((
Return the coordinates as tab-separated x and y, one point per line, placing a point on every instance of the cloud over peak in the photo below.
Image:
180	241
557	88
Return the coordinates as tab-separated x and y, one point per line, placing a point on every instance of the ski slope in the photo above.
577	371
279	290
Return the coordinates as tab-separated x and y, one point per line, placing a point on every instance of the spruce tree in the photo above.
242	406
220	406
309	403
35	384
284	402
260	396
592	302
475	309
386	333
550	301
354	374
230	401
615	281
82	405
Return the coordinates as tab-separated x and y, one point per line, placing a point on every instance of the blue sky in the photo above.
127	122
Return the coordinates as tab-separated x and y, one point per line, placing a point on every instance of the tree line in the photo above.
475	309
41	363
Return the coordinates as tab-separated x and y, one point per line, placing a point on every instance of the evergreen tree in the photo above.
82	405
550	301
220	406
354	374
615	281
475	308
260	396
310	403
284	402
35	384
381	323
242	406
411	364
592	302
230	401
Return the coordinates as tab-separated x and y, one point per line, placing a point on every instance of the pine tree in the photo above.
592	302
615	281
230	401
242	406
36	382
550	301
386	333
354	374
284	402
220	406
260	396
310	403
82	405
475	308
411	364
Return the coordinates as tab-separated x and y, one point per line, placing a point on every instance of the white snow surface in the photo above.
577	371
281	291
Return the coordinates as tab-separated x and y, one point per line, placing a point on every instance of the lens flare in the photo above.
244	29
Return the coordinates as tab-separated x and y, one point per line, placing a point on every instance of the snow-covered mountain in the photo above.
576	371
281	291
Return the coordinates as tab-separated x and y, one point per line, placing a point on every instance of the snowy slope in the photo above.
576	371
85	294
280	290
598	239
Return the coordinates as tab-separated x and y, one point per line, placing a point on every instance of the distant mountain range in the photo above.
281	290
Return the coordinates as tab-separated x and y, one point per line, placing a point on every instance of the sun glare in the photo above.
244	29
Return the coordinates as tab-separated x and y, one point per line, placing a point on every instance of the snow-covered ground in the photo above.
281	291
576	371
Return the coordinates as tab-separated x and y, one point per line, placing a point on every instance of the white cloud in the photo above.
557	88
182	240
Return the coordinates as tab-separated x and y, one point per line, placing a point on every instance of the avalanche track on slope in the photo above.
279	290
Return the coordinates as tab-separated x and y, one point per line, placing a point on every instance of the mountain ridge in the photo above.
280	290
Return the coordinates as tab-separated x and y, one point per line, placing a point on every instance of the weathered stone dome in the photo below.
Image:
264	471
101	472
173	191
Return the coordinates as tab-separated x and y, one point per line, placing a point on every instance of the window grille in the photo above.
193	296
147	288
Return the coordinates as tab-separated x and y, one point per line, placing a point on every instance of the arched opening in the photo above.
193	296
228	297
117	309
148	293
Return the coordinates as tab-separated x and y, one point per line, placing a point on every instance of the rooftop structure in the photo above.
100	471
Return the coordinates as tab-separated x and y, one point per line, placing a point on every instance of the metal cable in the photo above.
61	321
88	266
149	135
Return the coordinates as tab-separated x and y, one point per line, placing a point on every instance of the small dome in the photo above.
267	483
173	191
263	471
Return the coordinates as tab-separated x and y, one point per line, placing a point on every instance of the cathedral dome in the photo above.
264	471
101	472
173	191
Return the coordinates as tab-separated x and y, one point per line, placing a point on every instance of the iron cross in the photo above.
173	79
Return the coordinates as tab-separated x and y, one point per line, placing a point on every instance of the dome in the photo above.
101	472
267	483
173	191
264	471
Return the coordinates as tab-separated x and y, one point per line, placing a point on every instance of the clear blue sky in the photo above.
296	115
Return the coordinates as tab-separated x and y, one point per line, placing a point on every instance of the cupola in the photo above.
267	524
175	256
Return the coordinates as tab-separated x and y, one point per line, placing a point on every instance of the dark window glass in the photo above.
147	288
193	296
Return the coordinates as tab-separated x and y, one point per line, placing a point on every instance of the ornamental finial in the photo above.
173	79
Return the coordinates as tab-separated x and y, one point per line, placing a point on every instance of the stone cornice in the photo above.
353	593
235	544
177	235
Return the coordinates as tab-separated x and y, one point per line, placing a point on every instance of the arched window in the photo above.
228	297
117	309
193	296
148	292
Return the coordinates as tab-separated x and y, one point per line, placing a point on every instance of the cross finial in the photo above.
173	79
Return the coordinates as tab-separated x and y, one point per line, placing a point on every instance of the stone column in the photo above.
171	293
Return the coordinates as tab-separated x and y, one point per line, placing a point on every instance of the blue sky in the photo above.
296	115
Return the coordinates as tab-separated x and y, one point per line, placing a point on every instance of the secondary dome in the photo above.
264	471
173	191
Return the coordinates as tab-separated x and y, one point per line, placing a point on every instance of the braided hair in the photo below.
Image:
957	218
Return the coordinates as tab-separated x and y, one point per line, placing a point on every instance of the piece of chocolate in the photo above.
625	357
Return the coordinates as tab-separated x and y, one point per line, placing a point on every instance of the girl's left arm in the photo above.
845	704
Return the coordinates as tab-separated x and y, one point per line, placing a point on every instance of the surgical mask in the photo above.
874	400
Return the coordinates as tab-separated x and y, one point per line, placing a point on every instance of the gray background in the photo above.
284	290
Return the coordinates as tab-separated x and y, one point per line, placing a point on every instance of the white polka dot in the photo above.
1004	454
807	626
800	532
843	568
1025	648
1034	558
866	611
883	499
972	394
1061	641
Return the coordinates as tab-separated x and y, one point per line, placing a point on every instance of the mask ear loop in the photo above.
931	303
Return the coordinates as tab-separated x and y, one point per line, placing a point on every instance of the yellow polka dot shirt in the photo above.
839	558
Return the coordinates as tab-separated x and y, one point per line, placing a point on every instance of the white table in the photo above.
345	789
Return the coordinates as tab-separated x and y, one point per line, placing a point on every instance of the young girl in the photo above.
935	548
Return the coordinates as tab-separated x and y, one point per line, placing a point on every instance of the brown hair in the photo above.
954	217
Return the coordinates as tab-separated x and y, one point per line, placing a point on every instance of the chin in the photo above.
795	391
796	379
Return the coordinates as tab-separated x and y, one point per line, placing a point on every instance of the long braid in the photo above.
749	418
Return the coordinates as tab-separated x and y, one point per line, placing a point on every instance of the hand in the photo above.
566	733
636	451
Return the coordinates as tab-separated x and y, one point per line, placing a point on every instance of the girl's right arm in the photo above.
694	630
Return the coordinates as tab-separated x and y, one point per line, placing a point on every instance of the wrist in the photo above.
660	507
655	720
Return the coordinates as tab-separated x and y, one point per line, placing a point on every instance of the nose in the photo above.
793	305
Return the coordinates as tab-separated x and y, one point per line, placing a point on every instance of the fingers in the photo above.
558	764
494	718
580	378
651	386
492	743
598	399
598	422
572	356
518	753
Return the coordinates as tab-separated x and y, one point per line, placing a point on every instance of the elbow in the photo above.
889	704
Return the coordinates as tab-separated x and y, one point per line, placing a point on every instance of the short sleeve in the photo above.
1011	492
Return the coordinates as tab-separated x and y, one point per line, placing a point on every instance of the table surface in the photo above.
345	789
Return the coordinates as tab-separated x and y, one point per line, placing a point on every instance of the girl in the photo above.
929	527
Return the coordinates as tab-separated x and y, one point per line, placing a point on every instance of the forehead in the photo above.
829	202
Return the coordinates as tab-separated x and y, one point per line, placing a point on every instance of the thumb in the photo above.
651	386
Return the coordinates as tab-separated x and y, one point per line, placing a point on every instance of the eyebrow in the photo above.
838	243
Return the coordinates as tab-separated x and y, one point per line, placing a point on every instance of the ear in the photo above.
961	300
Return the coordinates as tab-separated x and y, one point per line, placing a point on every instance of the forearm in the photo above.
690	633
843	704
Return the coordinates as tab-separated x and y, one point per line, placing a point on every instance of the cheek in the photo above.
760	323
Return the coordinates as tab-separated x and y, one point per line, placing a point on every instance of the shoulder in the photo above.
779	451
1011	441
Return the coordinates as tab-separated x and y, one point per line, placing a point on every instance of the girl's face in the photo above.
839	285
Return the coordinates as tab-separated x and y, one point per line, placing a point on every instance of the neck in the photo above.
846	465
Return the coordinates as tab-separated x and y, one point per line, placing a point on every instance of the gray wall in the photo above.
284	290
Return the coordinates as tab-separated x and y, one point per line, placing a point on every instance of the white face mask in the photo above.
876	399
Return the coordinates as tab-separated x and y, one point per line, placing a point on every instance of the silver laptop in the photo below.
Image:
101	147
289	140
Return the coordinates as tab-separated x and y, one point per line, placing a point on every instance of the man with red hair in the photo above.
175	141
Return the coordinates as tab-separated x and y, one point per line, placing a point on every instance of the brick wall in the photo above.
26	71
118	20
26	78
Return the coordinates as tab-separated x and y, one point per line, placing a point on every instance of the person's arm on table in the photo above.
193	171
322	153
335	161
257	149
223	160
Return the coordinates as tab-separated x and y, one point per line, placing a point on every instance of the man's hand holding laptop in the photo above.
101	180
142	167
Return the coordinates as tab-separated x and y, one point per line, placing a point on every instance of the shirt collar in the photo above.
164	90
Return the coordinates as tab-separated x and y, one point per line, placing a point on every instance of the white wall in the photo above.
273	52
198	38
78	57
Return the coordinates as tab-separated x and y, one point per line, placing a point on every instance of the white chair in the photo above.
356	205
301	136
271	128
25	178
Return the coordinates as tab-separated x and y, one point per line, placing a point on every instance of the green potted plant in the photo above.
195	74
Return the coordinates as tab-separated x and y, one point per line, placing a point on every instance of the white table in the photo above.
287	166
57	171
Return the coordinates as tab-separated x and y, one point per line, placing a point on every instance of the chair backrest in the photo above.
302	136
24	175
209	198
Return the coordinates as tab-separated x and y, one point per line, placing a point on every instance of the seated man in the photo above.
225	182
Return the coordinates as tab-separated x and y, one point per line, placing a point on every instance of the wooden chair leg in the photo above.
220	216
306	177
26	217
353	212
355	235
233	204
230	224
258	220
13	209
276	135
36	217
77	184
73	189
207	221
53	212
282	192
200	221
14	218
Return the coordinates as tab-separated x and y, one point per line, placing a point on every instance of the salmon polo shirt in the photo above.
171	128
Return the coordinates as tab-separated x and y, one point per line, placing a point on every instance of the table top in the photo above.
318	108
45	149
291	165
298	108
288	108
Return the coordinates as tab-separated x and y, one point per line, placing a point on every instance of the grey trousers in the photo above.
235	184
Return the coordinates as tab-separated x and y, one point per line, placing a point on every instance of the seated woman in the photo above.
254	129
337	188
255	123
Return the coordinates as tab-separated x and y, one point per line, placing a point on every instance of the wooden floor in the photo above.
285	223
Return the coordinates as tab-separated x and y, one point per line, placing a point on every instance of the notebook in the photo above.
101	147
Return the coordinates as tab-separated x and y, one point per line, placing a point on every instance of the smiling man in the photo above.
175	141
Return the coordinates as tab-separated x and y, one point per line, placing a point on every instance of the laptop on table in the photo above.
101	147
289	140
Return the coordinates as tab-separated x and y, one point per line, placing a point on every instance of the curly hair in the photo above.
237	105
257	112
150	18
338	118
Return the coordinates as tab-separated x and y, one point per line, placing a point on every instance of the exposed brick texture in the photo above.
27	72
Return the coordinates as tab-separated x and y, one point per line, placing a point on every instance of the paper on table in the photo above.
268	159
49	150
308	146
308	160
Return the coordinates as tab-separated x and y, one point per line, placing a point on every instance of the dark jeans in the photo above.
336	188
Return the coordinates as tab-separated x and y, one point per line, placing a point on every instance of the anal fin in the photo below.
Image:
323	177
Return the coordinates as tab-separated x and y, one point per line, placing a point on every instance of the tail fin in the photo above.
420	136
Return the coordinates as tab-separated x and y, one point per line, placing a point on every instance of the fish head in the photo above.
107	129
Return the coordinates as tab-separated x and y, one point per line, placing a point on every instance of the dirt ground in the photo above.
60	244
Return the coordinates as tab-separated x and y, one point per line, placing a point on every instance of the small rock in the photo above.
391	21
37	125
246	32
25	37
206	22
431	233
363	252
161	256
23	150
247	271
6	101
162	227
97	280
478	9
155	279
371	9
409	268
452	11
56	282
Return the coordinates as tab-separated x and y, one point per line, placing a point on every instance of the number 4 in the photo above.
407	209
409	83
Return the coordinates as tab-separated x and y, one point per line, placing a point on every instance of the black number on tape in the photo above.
))
- What the exercise asks -
Could you give again exactly the lines from the line containing "paper on table in the photo above." through the final line of the data above, and no others?

- Task output -
Return the coordinates as tab-separated x and y, one point per line, placing a point on every instance of the paper on table in the photo above.
268	159
49	150
308	146
308	160
Return the coordinates as tab-separated x and y, one point per line, placing a point on every instance of the dark jeans in the photo above.
336	188
Return the coordinates as tab-separated x and y, one point per line, placing a point on every instance of the anal fin in the photo below.
Image:
323	177
Return the coordinates as tab-separated x and y, one point per line, placing a point on every instance of the tail fin in the photo above.
420	136
Return the coordinates as tab-separated x and y, one point per line, placing a point on every instance of the fish head in the photo above.
107	129
Return the coordinates as tab-separated x and y, one point per line, placing a point on every instance of the dirt ground in the photo above.
60	244
Return the coordinates as tab-separated x and y, one point per line, placing a point on every instance of the small rock in the photo above.
391	21
37	125
246	32
25	37
206	22
431	233
363	252
161	256
23	150
247	271
6	101
162	227
97	280
478	9
155	279
371	9
409	268
452	11
56	282
Return the coordinates as tab-separated x and y, one point per line, placing a point on every instance of the number 4 in the photo above.
407	209
409	83
Return the coordinates as tab-separated x and y, one point per line, placing a point on every instance of the black number on tape in the photo above.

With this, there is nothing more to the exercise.